Data extract:
============================================================

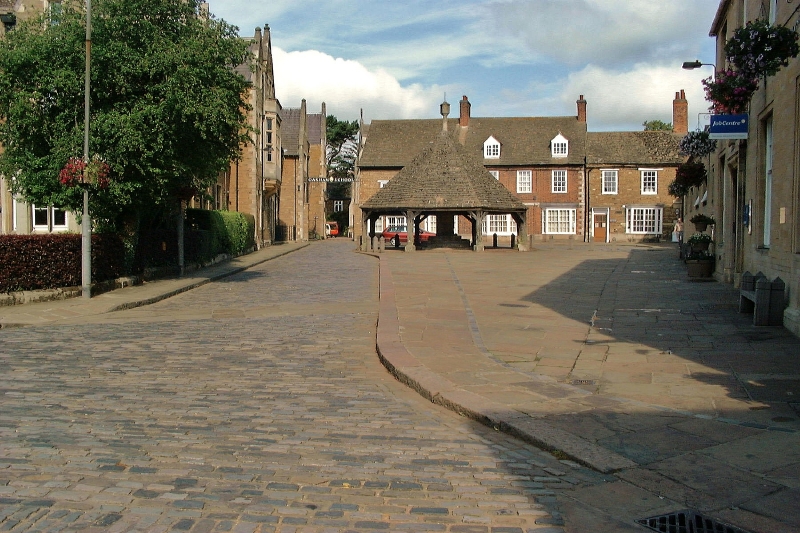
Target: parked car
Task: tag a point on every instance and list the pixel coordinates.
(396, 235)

============================================================

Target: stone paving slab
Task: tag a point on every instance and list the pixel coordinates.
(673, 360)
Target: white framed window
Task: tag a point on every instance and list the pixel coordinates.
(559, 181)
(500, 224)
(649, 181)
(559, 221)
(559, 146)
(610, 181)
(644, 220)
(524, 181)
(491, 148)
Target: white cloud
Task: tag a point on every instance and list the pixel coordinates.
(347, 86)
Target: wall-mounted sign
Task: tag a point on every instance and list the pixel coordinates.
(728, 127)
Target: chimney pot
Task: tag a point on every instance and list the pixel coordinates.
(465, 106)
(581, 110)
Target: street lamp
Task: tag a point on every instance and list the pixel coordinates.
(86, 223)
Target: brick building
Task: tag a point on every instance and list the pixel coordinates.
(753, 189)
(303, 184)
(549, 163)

============================================================

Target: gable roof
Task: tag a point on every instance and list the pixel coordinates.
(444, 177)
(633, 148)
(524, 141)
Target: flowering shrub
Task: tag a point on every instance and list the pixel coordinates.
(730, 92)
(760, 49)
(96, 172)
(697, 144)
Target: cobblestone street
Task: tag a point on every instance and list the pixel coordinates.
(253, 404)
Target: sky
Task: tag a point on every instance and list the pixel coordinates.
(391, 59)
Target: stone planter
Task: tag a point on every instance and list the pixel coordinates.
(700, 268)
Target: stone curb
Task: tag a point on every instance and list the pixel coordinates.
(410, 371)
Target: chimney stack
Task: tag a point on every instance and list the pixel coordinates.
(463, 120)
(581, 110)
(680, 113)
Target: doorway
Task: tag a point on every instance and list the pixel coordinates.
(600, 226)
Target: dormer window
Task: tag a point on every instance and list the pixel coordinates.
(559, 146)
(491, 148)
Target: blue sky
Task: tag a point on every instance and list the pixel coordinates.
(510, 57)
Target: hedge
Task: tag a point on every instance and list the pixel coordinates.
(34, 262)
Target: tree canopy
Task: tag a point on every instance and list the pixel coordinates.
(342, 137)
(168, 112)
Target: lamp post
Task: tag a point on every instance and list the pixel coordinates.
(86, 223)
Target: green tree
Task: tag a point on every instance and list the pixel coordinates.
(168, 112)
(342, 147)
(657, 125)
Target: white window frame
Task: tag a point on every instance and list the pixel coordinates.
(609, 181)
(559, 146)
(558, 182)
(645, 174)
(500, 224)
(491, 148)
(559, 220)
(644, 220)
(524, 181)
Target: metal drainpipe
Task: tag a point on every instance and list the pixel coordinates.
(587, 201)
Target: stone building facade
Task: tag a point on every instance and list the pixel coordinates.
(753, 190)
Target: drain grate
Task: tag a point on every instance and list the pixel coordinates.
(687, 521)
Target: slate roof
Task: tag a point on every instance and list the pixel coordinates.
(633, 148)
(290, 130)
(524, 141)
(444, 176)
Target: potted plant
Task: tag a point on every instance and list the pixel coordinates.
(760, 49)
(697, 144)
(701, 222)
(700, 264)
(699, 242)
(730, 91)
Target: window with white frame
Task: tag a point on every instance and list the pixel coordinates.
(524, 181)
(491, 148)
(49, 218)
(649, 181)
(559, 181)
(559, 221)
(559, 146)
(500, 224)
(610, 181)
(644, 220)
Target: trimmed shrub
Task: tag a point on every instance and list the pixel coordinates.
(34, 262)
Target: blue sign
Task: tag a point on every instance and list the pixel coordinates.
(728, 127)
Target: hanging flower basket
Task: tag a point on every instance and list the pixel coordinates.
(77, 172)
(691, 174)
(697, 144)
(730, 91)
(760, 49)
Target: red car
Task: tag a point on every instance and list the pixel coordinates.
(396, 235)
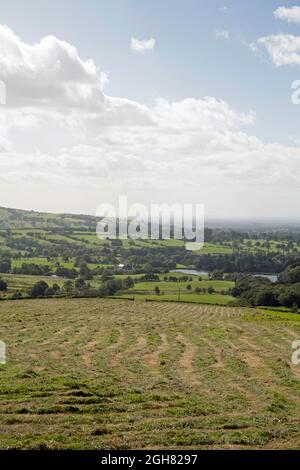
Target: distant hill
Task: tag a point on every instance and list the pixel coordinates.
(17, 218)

============================================================

Problem statement: Count the lines in the three blocks above that contain the word "window", and give only that number.

Correct answer: 4